-- start of PROVIDED DATA --
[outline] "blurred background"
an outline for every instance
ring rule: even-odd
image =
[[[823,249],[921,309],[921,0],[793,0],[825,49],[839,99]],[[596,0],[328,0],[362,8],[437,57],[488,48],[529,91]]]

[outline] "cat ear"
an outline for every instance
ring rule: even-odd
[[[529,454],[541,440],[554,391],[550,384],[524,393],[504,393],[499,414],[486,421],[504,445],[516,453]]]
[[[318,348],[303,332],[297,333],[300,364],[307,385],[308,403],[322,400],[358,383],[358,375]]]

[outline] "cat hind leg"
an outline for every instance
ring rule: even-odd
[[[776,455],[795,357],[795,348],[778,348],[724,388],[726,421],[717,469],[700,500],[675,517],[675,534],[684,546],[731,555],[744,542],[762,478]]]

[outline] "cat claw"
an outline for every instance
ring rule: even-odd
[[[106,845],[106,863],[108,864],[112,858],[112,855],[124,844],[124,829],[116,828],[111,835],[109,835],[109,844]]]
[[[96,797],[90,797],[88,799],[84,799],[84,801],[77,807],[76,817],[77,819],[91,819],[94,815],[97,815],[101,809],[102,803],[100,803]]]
-- end of PROVIDED DATA --
▶ EXERCISE GOAL
Can you rewrite all of the lines above, replacing "ring rule" with "fill rule" everywhere and leaving everything else unchanged?

▶ WORKED ANSWER
[outline] "blurred background"
an outline for every instance
fill rule: even-odd
image =
[[[823,249],[921,309],[921,0],[793,0],[825,49],[839,99]],[[596,0],[328,0],[362,8],[437,57],[488,48],[529,91]]]

[outline] "cat ear"
an outline for every instance
fill rule: even-odd
[[[529,454],[541,440],[554,391],[550,384],[524,393],[504,393],[499,414],[486,421],[504,445],[516,453]]]
[[[318,348],[303,332],[297,333],[300,364],[307,385],[308,403],[322,400],[358,383],[358,375]]]

[outline] "cat hind leg"
an outline for every instance
fill rule: even-odd
[[[776,455],[795,357],[795,348],[778,348],[724,388],[726,421],[717,469],[700,500],[675,517],[675,534],[684,546],[731,555],[744,542],[762,478]]]

[outline] "cat claw"
an outline for every instance
fill rule: even-odd
[[[106,845],[106,863],[108,864],[112,858],[112,855],[124,844],[124,829],[116,828],[111,835],[109,835],[109,844]]]
[[[96,797],[90,797],[88,799],[84,799],[84,801],[77,807],[76,817],[77,819],[91,819],[94,815],[97,815],[101,809],[102,803],[100,803]]]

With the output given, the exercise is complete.